DATA SUPPLIED Start Marker

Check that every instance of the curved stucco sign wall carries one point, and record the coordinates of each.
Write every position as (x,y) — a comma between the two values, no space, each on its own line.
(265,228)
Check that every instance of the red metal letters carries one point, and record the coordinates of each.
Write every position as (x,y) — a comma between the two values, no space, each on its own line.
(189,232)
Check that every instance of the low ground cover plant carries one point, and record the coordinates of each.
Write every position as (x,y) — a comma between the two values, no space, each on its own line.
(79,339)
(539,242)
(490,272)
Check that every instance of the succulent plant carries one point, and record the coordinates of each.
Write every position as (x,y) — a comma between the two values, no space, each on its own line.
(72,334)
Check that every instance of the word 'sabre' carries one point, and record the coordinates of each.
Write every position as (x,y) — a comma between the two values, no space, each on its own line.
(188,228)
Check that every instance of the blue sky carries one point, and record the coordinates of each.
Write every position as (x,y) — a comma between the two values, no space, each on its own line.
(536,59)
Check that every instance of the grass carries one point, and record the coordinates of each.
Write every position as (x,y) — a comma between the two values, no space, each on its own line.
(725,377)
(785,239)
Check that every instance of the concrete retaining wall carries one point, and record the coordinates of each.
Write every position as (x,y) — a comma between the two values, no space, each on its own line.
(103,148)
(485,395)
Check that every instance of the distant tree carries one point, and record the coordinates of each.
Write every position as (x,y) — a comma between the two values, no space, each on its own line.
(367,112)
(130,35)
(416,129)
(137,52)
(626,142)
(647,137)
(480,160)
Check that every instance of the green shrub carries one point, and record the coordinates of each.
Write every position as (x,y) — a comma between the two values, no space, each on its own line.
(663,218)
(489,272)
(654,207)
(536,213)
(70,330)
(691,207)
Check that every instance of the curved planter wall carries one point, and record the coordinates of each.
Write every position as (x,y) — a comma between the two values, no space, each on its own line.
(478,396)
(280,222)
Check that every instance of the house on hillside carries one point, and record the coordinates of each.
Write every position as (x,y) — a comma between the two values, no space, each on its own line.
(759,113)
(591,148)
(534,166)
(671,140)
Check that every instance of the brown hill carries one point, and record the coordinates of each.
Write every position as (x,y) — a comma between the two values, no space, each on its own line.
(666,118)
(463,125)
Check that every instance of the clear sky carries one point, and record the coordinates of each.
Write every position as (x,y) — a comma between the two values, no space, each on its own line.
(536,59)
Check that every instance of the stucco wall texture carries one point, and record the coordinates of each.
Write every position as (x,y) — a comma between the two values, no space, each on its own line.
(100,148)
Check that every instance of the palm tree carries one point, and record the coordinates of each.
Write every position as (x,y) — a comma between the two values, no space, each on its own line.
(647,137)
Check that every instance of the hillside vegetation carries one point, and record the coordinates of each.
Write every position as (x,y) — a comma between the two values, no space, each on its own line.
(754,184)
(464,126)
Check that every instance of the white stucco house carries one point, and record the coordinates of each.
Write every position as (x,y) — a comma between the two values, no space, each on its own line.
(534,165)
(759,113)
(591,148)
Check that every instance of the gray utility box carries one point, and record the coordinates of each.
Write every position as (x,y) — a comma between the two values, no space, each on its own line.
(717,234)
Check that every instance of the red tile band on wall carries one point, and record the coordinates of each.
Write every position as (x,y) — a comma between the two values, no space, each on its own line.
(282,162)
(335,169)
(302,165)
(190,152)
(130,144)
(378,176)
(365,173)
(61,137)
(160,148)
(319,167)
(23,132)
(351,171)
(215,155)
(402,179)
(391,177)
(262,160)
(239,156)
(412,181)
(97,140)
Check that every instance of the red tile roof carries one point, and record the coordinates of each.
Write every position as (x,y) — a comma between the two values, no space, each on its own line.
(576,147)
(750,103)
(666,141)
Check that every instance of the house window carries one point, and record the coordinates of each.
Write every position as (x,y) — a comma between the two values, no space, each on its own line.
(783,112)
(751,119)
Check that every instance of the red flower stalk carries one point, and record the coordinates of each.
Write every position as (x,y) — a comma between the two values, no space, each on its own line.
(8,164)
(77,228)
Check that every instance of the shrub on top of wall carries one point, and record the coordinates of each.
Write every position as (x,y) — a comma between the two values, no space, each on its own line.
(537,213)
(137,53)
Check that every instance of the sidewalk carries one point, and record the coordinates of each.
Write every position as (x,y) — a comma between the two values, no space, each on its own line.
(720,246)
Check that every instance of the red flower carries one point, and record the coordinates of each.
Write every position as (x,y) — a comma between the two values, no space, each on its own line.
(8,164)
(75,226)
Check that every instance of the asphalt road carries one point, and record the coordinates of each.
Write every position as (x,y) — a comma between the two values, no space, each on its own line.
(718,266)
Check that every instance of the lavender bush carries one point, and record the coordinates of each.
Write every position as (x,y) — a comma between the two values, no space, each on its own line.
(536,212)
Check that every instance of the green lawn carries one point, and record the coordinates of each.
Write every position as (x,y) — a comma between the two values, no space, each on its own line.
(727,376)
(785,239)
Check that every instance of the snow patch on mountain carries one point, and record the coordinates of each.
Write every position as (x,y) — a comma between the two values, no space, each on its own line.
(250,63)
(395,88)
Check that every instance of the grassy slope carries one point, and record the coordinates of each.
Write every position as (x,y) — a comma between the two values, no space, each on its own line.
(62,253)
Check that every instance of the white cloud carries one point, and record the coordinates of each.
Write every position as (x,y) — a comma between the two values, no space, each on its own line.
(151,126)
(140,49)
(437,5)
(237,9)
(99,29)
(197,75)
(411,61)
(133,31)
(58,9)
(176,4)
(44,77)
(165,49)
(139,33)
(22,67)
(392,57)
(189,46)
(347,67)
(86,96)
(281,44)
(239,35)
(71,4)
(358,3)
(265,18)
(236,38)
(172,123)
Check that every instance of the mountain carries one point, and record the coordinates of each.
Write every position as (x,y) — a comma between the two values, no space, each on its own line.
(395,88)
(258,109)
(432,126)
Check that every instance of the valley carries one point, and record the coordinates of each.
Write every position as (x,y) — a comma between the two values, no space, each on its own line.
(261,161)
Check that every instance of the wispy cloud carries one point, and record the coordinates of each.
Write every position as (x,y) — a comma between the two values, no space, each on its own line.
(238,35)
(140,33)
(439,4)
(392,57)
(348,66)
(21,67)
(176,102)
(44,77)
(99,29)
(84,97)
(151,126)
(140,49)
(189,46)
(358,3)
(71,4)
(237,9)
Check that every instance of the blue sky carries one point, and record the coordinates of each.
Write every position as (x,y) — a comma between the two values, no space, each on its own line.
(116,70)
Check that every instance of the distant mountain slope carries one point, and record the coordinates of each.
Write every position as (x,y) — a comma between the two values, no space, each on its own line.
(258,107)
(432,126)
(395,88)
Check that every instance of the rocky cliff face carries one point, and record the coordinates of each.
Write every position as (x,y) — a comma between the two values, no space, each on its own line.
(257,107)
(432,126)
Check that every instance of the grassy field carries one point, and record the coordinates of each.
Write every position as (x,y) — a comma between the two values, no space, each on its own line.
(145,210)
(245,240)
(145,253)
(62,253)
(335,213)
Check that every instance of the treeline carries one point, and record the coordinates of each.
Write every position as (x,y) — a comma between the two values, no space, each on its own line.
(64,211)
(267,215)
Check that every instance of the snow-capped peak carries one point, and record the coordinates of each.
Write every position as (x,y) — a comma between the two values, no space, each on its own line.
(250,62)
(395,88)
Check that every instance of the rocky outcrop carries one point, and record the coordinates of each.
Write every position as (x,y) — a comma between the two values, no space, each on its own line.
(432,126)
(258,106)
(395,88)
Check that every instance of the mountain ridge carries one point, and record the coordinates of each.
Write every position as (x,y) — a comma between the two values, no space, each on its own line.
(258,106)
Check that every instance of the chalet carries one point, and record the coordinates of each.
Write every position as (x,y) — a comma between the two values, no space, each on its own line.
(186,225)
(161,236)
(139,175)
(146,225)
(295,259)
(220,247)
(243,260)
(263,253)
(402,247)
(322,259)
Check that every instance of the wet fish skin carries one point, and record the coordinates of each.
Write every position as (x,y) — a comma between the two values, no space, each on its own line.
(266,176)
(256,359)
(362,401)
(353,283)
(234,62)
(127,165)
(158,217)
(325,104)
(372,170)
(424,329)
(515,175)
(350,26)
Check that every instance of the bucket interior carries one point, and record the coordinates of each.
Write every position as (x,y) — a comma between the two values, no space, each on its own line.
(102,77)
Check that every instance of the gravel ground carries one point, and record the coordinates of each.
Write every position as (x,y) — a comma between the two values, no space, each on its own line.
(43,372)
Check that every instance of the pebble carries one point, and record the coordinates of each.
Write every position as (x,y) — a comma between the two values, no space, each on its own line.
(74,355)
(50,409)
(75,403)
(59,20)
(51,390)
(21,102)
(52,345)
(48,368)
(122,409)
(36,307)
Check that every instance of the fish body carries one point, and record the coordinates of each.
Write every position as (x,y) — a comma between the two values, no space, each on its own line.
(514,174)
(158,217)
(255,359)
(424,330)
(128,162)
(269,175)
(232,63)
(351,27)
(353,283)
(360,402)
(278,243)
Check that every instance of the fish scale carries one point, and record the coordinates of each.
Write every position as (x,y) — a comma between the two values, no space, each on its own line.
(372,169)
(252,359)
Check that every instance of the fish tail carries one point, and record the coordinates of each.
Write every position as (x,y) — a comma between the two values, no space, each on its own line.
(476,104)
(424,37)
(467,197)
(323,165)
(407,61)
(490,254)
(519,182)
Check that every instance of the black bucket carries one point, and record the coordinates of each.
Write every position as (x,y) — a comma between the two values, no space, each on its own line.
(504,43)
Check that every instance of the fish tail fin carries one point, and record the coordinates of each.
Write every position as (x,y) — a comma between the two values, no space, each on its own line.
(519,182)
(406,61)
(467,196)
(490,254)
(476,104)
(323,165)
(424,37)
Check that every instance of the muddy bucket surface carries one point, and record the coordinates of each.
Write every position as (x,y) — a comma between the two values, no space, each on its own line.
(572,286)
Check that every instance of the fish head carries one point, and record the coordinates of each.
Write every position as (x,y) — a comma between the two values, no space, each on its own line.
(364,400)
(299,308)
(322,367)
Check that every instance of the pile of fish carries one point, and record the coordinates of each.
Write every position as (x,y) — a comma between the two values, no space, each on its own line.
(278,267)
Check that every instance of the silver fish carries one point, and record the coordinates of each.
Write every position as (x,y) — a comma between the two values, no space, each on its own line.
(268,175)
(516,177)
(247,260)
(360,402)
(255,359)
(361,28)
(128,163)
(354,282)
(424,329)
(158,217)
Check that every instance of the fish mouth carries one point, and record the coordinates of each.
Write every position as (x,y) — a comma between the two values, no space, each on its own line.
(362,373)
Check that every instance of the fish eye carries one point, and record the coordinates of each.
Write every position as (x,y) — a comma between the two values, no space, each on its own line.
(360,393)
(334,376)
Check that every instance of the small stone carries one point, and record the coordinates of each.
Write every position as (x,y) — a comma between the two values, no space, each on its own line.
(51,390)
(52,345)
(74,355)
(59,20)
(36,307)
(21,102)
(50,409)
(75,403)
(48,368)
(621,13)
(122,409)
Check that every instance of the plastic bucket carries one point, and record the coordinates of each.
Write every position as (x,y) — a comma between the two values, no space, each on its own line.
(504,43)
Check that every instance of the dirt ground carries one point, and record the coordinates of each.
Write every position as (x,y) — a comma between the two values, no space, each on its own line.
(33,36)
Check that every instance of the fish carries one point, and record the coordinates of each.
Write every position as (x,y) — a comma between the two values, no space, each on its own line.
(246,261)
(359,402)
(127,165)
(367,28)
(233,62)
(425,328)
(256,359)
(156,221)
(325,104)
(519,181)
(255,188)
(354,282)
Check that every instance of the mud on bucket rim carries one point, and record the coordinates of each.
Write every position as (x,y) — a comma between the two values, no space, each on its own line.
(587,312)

DATA SUPPLIED End Marker

_WORK INSTRUCTION_:
To answer, copy each line from the material above that has the word "white".

_EXERCISE RESULT_:
Check that every instance of the white stucco house carries one point, and record the coordinates of each.
Check that every instance of the white cloud carries one point, and record the coordinates of each.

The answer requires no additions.